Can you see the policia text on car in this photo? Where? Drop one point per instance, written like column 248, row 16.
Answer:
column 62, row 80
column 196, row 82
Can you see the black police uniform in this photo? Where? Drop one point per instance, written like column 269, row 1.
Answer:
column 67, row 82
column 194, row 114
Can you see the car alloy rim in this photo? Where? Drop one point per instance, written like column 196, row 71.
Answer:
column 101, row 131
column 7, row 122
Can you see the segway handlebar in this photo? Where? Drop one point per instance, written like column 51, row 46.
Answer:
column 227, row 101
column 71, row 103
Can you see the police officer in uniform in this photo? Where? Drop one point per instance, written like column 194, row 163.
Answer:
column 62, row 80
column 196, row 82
==
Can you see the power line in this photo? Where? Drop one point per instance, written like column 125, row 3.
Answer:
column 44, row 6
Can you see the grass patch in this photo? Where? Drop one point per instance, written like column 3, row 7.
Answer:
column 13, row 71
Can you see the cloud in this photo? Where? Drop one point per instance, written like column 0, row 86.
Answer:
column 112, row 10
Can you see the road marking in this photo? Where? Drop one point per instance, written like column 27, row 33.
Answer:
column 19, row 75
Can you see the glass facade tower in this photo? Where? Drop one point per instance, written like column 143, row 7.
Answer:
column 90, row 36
...
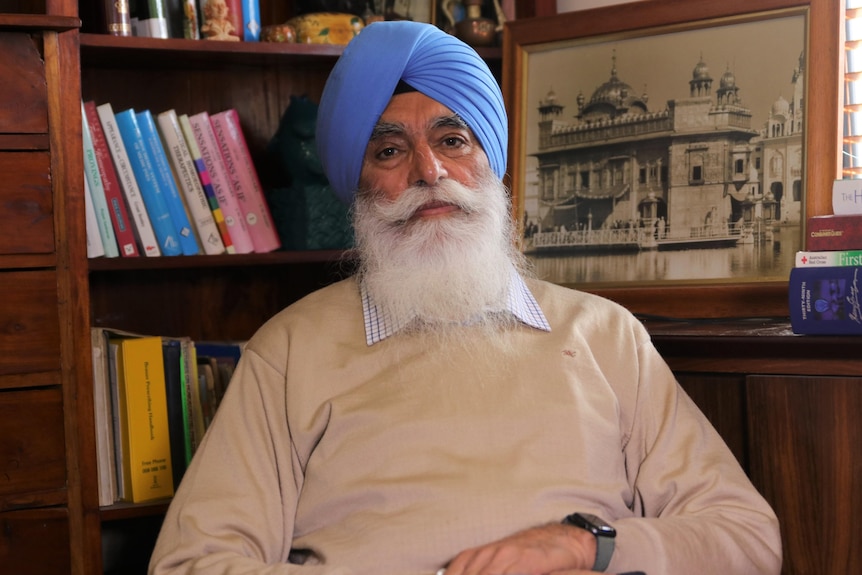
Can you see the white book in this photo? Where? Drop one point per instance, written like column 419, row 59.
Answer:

What you need to do -> Return everything from the line containing "Can you see the road" down to the line containing "column 19, row 75", both included, with each line kept word for word as it appears in the data.

Task answer ->
Can you see the road marking in this photo? Where? Drop one point per instance, written like column 27, row 33.
Answer:
column 19, row 75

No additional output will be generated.